**EXTRACT TO READ**

In a very different way, Bordeu, in his masterpiece the Recher-ches anatomiques sur la position et la function des glandes (1751), when discussing the (very philosophical) problem of whether the secretory process of the glands can be reduced to a type of sensation or not, makes a gentler, but equally distancing comment on Stahl's notion of anima. Bordeu answers his question in the affirmative: each gland, each orifice will possess its own unique "taste" so to speak which will enable it to accept or reject various substances. And when he calls it a type of sensation he adds a footnote to the word 'sensation', and emphasizes that both this idea of sensation and Stahl's anima are metaphors:

(*) This is again one of these metaphors which must be allowed us ; those who consider these questions closely know just how difficult it is to explain oneself, when it comes to speaking of the force which so carefully directs a thousand singular motions in the human body and its parts; what terms should we use to describe them? For instance, certain movements in plants and even certain properties of minerals; some 'physicists' [physiciens], struck by these movements, have had recourse to particular causes. We will discuss Stahl's hypothesis elsewhere: he claimed that the soul directed everything in the animal body. Whatever the case may be, we can state that all living parts are directed by a preserving or conservative force [force conservatrice] which is ever-vigilant; does this force belong, in certain respects, to the essence of a portion of matter, or is it a necessary attribute of its combinations? Once again, here we can only suggest a way of conceiving things, metaphorical expressions, comparisons [...]14.

To say that the Stahlian concept of soul is a metaphor (which Stahl does not say!) is essentially to say that the concept has functional value (or not) depending on how well it models phenomena -rather than making a claim about what sorts of things exist. If Bordeu were writing sometime after the 1970s he would quite likely have spoken of such images as 'heuristics'.

Stahlian animism versus vitalism as articulated in the Montpellier school are thus two distinct models of 'life', of organism, of the approach required to understand living beings15. Of course within the Montpellier school there is a spectrum of views, from Sauvages' more Stahlian, animism-friendly to Fouquet or Ménuret's materialistic and in fact mechanism-friendly views. Ménuret after all goes as far as presenting the human body as a structural ensemble of "springs," which taken as a whole "all pursue an overall motion"; a kind of "irritability or sensitivity spreads throughout, animates the springs, excites their motions,"16 etc.: good mechanistic language! But the point is that we have a substantival form of vitalism (also 'ontological') and a functional form.

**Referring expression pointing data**
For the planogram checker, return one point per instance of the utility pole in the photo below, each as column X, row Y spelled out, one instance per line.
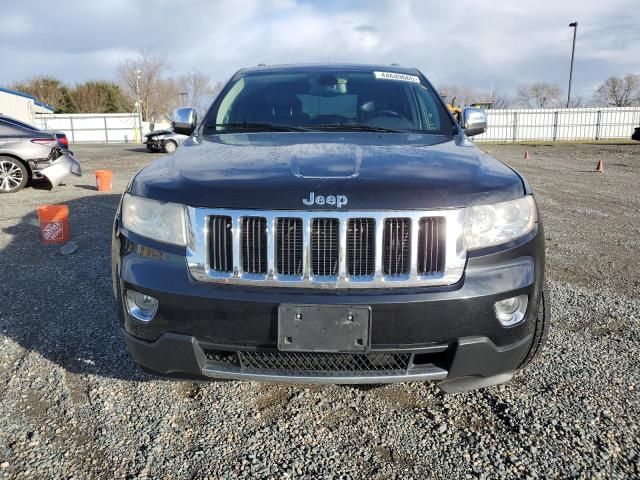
column 138, row 106
column 573, row 51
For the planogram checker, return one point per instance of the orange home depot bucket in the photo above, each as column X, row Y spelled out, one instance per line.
column 103, row 180
column 54, row 223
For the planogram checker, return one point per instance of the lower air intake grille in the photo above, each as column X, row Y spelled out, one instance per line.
column 431, row 245
column 221, row 256
column 324, row 246
column 361, row 247
column 395, row 246
column 254, row 244
column 327, row 363
column 289, row 246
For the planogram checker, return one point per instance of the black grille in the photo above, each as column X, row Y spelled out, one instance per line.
column 222, row 356
column 431, row 245
column 324, row 246
column 254, row 244
column 361, row 246
column 289, row 246
column 220, row 253
column 327, row 363
column 395, row 246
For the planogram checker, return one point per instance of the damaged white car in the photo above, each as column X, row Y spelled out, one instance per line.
column 29, row 154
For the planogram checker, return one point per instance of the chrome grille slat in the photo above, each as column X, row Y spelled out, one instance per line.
column 396, row 244
column 220, row 243
column 360, row 244
column 331, row 249
column 288, row 245
column 431, row 248
column 324, row 247
column 254, row 245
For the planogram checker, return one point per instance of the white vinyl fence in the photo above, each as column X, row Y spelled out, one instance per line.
column 503, row 125
column 93, row 127
column 564, row 124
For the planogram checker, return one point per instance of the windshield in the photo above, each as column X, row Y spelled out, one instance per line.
column 328, row 100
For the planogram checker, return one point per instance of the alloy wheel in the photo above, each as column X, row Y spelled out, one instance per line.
column 11, row 176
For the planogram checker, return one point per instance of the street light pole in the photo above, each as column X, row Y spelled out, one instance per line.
column 138, row 106
column 573, row 51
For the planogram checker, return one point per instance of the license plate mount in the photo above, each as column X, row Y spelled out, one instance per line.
column 323, row 328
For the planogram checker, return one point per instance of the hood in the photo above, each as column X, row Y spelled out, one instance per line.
column 373, row 171
column 159, row 132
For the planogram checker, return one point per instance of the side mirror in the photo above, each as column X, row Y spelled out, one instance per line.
column 473, row 121
column 184, row 120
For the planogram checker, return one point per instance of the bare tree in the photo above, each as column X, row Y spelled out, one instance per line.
column 149, row 67
column 97, row 96
column 539, row 95
column 46, row 89
column 499, row 99
column 619, row 92
column 198, row 90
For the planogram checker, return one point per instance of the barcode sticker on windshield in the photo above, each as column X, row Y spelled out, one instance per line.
column 396, row 76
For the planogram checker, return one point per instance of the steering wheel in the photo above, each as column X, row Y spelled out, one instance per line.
column 386, row 113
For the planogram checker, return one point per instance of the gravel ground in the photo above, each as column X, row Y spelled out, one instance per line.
column 72, row 403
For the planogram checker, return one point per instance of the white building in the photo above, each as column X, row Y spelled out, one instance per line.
column 21, row 106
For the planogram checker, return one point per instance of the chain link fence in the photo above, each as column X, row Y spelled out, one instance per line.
column 521, row 125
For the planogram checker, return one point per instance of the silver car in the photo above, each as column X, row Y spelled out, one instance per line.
column 164, row 141
column 28, row 154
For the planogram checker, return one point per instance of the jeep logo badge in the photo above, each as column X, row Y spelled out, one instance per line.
column 338, row 200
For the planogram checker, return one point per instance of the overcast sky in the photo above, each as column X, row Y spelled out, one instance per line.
column 453, row 42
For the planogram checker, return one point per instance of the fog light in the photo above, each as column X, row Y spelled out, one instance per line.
column 510, row 311
column 141, row 306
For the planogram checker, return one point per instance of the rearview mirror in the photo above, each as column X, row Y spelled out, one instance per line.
column 473, row 121
column 184, row 120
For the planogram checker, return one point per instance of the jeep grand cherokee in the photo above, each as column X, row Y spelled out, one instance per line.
column 331, row 223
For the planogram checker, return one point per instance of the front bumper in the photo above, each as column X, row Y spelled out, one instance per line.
column 154, row 144
column 57, row 170
column 448, row 334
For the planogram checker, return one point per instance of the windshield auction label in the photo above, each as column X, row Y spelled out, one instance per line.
column 396, row 76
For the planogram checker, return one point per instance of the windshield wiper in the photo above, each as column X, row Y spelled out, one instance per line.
column 256, row 126
column 361, row 127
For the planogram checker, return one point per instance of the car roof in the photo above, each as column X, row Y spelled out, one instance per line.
column 314, row 67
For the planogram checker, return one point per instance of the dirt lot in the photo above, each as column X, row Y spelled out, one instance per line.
column 72, row 403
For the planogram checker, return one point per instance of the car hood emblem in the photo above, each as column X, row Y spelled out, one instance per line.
column 331, row 200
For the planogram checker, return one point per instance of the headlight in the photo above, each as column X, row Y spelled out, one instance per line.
column 164, row 222
column 489, row 225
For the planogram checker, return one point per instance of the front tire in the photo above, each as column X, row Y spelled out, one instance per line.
column 13, row 175
column 541, row 332
column 170, row 146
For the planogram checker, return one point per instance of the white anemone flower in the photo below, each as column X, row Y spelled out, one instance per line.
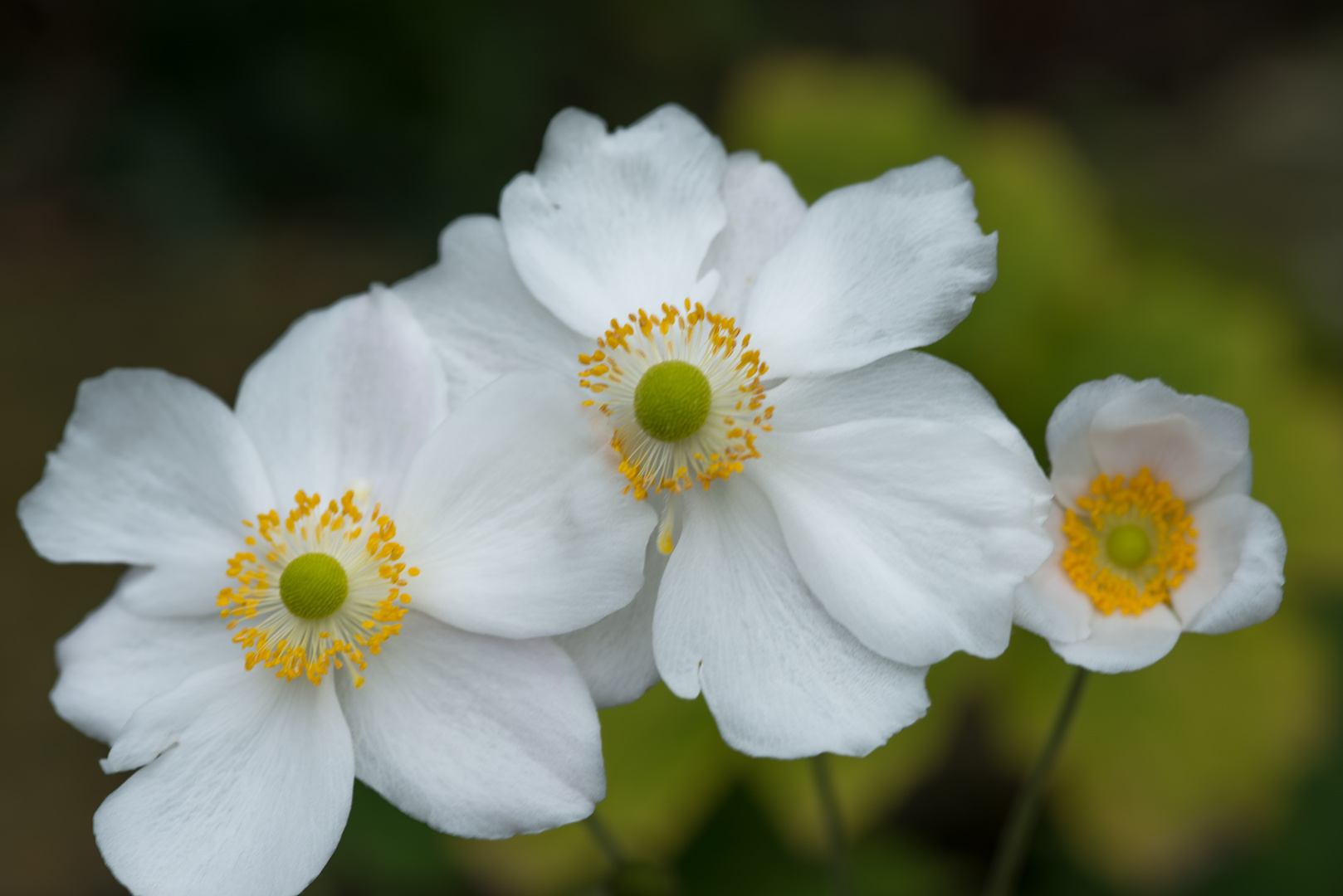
column 1154, row 527
column 332, row 581
column 837, row 512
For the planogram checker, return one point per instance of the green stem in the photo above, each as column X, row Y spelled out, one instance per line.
column 841, row 883
column 1021, row 820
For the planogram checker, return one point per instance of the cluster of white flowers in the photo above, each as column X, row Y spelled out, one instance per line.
column 657, row 421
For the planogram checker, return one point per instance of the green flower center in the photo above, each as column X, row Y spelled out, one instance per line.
column 313, row 586
column 1128, row 547
column 672, row 401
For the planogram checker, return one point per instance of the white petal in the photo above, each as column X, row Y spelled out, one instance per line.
column 735, row 620
column 247, row 796
column 1190, row 441
column 179, row 589
column 1121, row 642
column 914, row 533
column 515, row 516
column 1048, row 602
column 1072, row 468
column 152, row 469
column 614, row 222
column 873, row 269
column 477, row 737
column 763, row 214
column 906, row 384
column 115, row 661
column 481, row 317
column 615, row 655
column 1238, row 575
column 349, row 392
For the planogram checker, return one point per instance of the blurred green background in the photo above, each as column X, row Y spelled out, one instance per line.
column 178, row 182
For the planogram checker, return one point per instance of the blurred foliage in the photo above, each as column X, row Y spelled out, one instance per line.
column 1166, row 763
column 1166, row 767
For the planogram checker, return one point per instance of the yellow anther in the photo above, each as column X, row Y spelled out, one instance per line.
column 291, row 644
column 1131, row 544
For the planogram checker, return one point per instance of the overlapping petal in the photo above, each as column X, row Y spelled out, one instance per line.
column 246, row 789
column 1048, row 602
column 349, row 392
column 152, row 469
column 736, row 621
column 481, row 316
column 1119, row 426
column 1121, row 642
column 506, row 507
column 914, row 533
column 613, row 222
column 474, row 735
column 615, row 655
column 873, row 269
column 115, row 661
column 1238, row 579
column 763, row 214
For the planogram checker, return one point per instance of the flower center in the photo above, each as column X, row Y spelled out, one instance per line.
column 672, row 401
column 313, row 586
column 1131, row 546
column 684, row 398
column 325, row 589
column 1128, row 547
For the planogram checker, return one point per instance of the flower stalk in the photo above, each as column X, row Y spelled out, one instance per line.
column 1021, row 820
column 841, row 880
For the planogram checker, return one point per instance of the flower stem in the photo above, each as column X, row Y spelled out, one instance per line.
column 841, row 884
column 1021, row 820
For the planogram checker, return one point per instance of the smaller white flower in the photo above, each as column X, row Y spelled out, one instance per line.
column 1154, row 528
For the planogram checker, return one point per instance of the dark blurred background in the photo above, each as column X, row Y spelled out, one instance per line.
column 180, row 180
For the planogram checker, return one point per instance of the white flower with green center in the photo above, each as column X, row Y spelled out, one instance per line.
column 1155, row 531
column 837, row 512
column 334, row 579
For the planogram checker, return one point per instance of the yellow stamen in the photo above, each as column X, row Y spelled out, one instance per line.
column 720, row 441
column 277, row 637
column 1131, row 547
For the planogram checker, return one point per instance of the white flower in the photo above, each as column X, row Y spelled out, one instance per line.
column 334, row 529
column 843, row 512
column 1154, row 527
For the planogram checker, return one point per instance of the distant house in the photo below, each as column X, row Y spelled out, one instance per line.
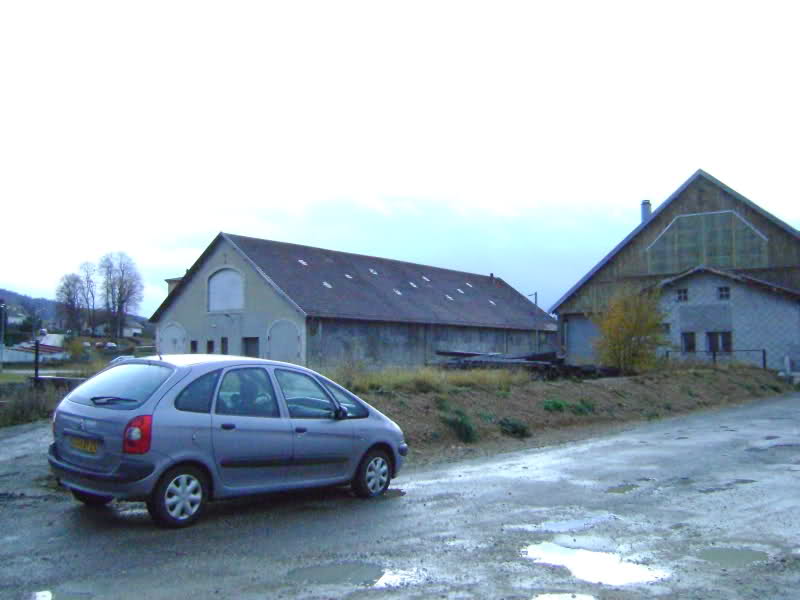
column 728, row 271
column 322, row 308
column 131, row 328
column 15, row 315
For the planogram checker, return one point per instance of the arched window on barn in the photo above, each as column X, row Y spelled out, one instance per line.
column 225, row 291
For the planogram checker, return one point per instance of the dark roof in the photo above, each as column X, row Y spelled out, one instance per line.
column 327, row 283
column 745, row 279
column 697, row 175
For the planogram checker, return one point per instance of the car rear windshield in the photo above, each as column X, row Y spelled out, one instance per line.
column 124, row 386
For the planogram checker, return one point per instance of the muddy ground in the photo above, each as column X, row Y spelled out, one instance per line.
column 564, row 410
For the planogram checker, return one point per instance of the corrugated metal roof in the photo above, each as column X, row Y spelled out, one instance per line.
column 698, row 174
column 733, row 276
column 328, row 283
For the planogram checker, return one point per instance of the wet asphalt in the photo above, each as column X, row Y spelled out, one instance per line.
column 702, row 506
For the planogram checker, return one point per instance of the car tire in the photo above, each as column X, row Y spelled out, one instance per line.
column 91, row 499
column 373, row 474
column 180, row 497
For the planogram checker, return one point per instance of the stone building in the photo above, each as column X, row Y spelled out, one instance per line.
column 729, row 273
column 321, row 308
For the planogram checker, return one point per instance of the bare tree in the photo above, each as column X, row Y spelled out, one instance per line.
column 68, row 295
column 89, row 294
column 122, row 287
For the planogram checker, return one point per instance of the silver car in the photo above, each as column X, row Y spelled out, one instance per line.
column 180, row 430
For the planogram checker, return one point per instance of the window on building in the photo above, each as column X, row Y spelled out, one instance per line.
column 225, row 291
column 250, row 347
column 719, row 341
column 688, row 342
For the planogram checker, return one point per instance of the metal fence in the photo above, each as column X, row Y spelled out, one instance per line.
column 716, row 356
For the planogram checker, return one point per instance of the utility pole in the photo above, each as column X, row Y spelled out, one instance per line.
column 2, row 332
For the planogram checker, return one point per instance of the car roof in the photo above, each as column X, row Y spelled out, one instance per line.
column 189, row 360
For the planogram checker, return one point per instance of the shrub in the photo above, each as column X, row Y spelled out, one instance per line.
column 487, row 417
column 442, row 403
column 514, row 427
column 583, row 407
column 461, row 424
column 630, row 331
column 27, row 406
column 554, row 405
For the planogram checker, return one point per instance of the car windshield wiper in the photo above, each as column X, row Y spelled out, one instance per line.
column 110, row 399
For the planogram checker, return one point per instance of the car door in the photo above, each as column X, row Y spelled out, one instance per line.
column 252, row 440
column 323, row 444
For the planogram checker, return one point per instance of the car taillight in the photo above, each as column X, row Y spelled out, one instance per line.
column 137, row 434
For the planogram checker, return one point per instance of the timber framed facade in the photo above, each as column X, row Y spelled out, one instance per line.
column 702, row 224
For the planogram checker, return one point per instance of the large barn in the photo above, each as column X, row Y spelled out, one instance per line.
column 321, row 308
column 728, row 271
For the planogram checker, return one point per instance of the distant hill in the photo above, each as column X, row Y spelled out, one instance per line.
column 46, row 308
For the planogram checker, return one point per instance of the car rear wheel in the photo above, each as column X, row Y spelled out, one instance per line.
column 91, row 499
column 180, row 497
column 373, row 475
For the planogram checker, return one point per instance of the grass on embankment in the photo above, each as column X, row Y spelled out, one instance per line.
column 439, row 408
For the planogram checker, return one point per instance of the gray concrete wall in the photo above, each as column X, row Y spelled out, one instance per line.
column 579, row 334
column 263, row 307
column 756, row 318
column 371, row 344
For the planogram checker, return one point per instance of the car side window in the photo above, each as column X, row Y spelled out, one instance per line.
column 196, row 397
column 355, row 410
column 247, row 392
column 305, row 398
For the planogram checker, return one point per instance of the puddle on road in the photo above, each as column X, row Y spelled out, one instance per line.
column 562, row 526
column 392, row 493
column 595, row 567
column 732, row 558
column 727, row 486
column 777, row 453
column 48, row 595
column 567, row 596
column 355, row 573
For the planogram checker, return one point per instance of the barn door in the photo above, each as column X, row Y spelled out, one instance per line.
column 284, row 342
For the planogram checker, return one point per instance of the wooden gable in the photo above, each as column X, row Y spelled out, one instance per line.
column 691, row 226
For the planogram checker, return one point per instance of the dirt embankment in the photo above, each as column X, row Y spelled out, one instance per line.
column 561, row 411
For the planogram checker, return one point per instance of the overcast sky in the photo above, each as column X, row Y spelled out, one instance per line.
column 517, row 138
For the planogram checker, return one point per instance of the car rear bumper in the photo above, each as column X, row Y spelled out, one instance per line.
column 130, row 479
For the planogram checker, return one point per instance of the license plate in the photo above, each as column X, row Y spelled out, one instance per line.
column 84, row 445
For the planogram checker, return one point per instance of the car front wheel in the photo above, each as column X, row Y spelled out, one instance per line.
column 373, row 475
column 180, row 497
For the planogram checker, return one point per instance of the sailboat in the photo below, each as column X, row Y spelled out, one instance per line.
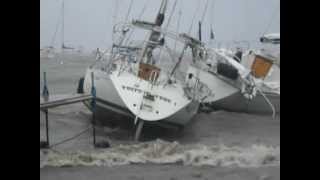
column 265, row 66
column 136, row 83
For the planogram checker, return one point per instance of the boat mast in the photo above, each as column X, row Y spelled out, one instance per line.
column 62, row 25
column 154, row 35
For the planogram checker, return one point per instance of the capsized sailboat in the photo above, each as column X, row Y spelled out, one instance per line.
column 134, row 82
column 264, row 64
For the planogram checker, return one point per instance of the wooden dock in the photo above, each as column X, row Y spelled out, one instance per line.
column 71, row 99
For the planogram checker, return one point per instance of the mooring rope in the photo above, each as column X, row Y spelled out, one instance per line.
column 71, row 138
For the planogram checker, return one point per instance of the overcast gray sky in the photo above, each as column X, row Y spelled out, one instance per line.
column 88, row 23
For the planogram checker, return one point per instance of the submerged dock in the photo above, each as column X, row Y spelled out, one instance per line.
column 64, row 101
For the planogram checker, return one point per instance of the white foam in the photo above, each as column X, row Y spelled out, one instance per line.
column 162, row 152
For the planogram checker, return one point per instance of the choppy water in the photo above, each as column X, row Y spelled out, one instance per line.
column 163, row 152
column 225, row 139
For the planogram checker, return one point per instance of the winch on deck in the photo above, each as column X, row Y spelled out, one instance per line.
column 148, row 72
column 261, row 66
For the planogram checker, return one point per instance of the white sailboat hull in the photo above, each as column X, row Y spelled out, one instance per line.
column 111, row 101
column 258, row 105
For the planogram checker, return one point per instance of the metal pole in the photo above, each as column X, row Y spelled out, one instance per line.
column 93, row 106
column 45, row 95
column 47, row 126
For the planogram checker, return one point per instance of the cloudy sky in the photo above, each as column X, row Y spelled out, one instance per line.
column 88, row 23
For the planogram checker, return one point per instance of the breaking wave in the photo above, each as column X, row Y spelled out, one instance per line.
column 163, row 152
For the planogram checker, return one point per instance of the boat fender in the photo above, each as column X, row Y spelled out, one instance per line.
column 248, row 91
column 80, row 86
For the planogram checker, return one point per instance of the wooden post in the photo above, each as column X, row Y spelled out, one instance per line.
column 45, row 95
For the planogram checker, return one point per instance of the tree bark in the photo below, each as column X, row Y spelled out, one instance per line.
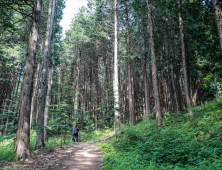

**THE TASK**
In the passage on Bordeu and Stahl, how does Ménuret present the human body?

**SOLUTION TO THIS PROBLEM**
As a structural ensemble of "springs" which, taken as a whole, all pursue an overall motion.